**** PAGE EXCERPT ****

Riding the Wrongs of Mankind: Interview w/Artist THEA WOLFE
April 24, 2009 in art, Global Destruction, Interviews, Music
I saw Onsen‘s Subaru from the balcony of my apartment, so I ran down the steps and hopped in to the passenger seat. We were running late to meet with the artist Thea Wolfe, creator of the WEEN coloring book.
A week earlier, I had received a Google instant message from a friend and staff member at Cornish School of the Arts here in Seattle. He informed me that there were some really great paintings of WEEN posted up at the institution and suggested that I come down and see them. In all honesty, I was a bit leery about the validity of the work. I knew that it was probably either going to be amazing or fucking terrible. For me, it’s hard to find any gray area with that sort of subject matter. I was sent a couple of iphone photo images and quickly realized that the artist was no joke; the paintings were, in fact, much more than I could have ever expected.

**** LISTED ENTRIES ****

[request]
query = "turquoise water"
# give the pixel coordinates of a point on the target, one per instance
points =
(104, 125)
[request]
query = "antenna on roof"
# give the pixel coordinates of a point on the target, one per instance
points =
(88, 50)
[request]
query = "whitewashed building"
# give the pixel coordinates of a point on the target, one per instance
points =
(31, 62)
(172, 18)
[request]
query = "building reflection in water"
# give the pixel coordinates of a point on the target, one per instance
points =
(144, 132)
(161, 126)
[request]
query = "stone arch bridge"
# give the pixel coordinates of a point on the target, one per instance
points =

****

PROBLEMS AND TASKS –
a) Reproduce the stretch of the Thea Wolfe interview from "Riding the Wrongs" through "WEEN coloring book.".
b) In the Thea Wolfe interview, what is Thea Wolfe identified as the creator of?
c) Write the next part of the Thea Wolfe interview, beginning after its final sentence.

FINAL ANSWERS –
a)
Riding the Wrongs of Mankind: Interview w/Artist THEA WOLFE
April 24, 2009 in art, Global Destruction, Interviews, Music
I saw Onsen‘s Subaru from the balcony of my apartment, so I ran down the steps and hopped in to the passenger seat. We were running late to meet with the artist Thea Wolfe, creator of the WEEN coloring book.

b) The WEEN coloring book.

c)
I wanted to help the student get their work to the source and I quickly had delusions of grandeur, in which I became like Maurice Starr when he discovered New Edition and NKOTB. I’ve been in semi-regular contact with WEEN‘s management since the site began and I knew that, if I forwarded the images of the painter to them, the work of the artist that I was “discovering” would be undeniable. “What’s her name and contact info?“ I asked my friend. He went to check and typed back the name “Thea Wolfe“. I recognized it immediately and knew that she didn’t need any help from me; I already owned a copy of the coloring book that she created for the group last year. She wasn’t a current student at all, her paintings were posted up on the alumni wall.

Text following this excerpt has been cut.